• **WRITTEN EXERCISE**
Arrange the records below as a two-column CSV with the header columns instruction and points, one row per record. Put each record's text and its answer in a single quoted field, with any line breaks replaced by spaces.
-- BEGIN DATA SHOWN --
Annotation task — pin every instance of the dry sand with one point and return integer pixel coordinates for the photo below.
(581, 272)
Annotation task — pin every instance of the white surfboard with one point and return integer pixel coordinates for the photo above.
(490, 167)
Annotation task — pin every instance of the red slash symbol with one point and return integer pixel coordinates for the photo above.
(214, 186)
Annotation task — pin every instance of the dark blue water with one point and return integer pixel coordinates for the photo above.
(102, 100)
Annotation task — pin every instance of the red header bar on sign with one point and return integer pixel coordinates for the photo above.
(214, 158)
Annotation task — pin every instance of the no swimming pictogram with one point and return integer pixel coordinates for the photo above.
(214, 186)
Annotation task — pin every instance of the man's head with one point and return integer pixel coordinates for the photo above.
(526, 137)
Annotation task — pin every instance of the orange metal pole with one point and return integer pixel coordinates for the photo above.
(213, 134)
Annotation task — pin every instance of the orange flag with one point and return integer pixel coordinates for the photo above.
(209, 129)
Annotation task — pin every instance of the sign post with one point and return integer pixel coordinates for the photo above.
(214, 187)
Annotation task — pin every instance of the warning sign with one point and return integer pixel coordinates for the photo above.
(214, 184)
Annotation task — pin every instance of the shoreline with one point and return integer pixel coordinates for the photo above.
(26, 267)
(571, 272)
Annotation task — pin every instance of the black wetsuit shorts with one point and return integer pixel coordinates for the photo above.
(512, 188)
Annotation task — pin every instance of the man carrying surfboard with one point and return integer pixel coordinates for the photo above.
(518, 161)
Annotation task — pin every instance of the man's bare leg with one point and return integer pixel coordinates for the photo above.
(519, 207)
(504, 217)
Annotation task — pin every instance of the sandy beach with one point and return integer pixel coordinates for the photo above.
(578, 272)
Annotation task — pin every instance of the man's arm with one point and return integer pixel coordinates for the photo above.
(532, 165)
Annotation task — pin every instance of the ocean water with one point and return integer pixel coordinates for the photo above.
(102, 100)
-- END DATA SHOWN --
• **ANSWER TO THIS EXERCISE**
instruction,points
"Annotation task — pin every instance of the dry sand with one point and return integer pixel coordinates for the photo below.","(581, 272)"
"Annotation task — pin every instance of the white surfboard with one point and return integer pixel coordinates for the photo above.","(490, 167)"
"Annotation task — pin every instance of the red slash symbol with one point and return integer pixel coordinates for the photo above.","(214, 186)"
"Annotation task — pin every instance of the dark blue water with one point and return integer pixel coordinates for the photo above.","(102, 100)"
"Annotation task — pin every instance of the red header bar on sign with one point and return integer pixel coordinates for the photo above.","(214, 158)"
"Annotation task — pin every instance of the no swimming pictogram with one point and return integer pixel coordinates for the photo above.","(214, 186)"
"Annotation task — pin every instance of the man's head with one point and return integer pixel coordinates for the photo above.","(526, 137)"
"Annotation task — pin every instance of the orange metal pole with one point and return integer pixel coordinates for the photo above.","(213, 134)"
"Annotation task — pin every instance of the orange flag with one point and return integer pixel coordinates for the photo above.","(209, 129)"
"Annotation task — pin every instance of the sign post with one point and return integer pixel coordinates for the photo above.","(214, 187)"
"Annotation task — pin every instance of the warning sign with one point and return integer pixel coordinates for the photo above.","(214, 184)"
"Annotation task — pin every instance of the shoreline with one point and return integer pixel coordinates for the photo above.","(26, 267) (571, 272)"
"Annotation task — pin every instance of the black wetsuit shorts with one point and return integer pixel coordinates for the photo above.","(512, 188)"
"Annotation task — pin every instance of the man carrying surfboard with one point and return integer pixel coordinates for the photo above.","(518, 161)"
"Annotation task — pin every instance of the man's bare leg with one point and return integer pixel coordinates for the photo above.","(519, 207) (504, 217)"
"Annotation task — pin every instance of the sandy beach with one point and return integer pixel coordinates for the photo above.","(578, 272)"
"Annotation task — pin every instance of the man's arm with one point and return integer pixel coordinates for the photo above.","(532, 165)"
"Annotation task — pin every instance of the ocean water with one point and return integer pixel coordinates for the photo above.","(102, 100)"